Please resume the description of the Function Underground rock compilation below, picking up right after its last sentence.

**EXTRACT PROVIDED**
::::::::
Includes unlimited streaming of Function Underground: The Black and Brown American Rock Sound 1969-1974
via the free Bandcamp app, plus high-quality download in MP3, FLAC and more.
14 tracks by Jimi Macon, Black Maffia, Blacklites and more, many reissued for the first time. LP and CD with extensive booklet, filled with notes notes on an overlooked and important portion of rock n’ roll’s history. LP contains download card with WAV files.
Nearly everyone in the world can rattle off the great African-American musical forms. Jazz, blues, R&B, soul, hip-hop, house, gospel. One influential genre is always left off of the list: a folk music known as rock n’ roll. Rock n’ roll was a term originally coined to market the white-friendly version of a genre that already existed; prior to 1965, the line between rock n’ roll and R&B was thin: Ike Turner recorded and released “Rocket ‘88’ ” in 1951 and, while its Chess Records release reached number one on the Billboard R&B chart, it is regarded by many as the first rock n’ roll record.
::::::::
**MATERIAL**
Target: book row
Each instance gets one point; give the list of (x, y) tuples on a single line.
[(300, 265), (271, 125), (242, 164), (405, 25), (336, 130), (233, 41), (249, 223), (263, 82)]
::::::::
**RESULT BELOW**
The Great Divide between R&B and rock n’ roll came after the Beatles and the British Invasion decimated the Top 40 chart in 1964. Simultaneously, R&B entered a new phase, soon to be labeled “soul,” which upped the music’s gospel quotient and turned its frantic twang. So somewhere in the mid to late-1960s, rock n’ roll became perceived as something for the Caucasian kids. When Jimi Hendrix and Arthur Lee made the scene, they were said to be black musicians entering into a white world. While that couldn’t be farther from the truth, that false dichotomy has existed in America’s popular conscious ever since, to the point where the idea of a black rock musician is on the level with the idea of a black cowboy.
In the mid-1960s, funk replaced soul as the rhythm that was going to move the world. We know all its progenitor – James Brown, The Meters, Kool & The Gang – and their innovations: the syncopated, 4/4 dance between the bass and drums, horns repurposed as percussion, chicken-scratch and wah-wah guitar. We can trace where they came from. But there is one crucial funk influence that no one seems to want to acknowledge – a devil-may-care attitude we can attribute to rock n’ roll. It’s not a stretch to say that funk is the African-American answer to psychedelia and hard rock rolled into one.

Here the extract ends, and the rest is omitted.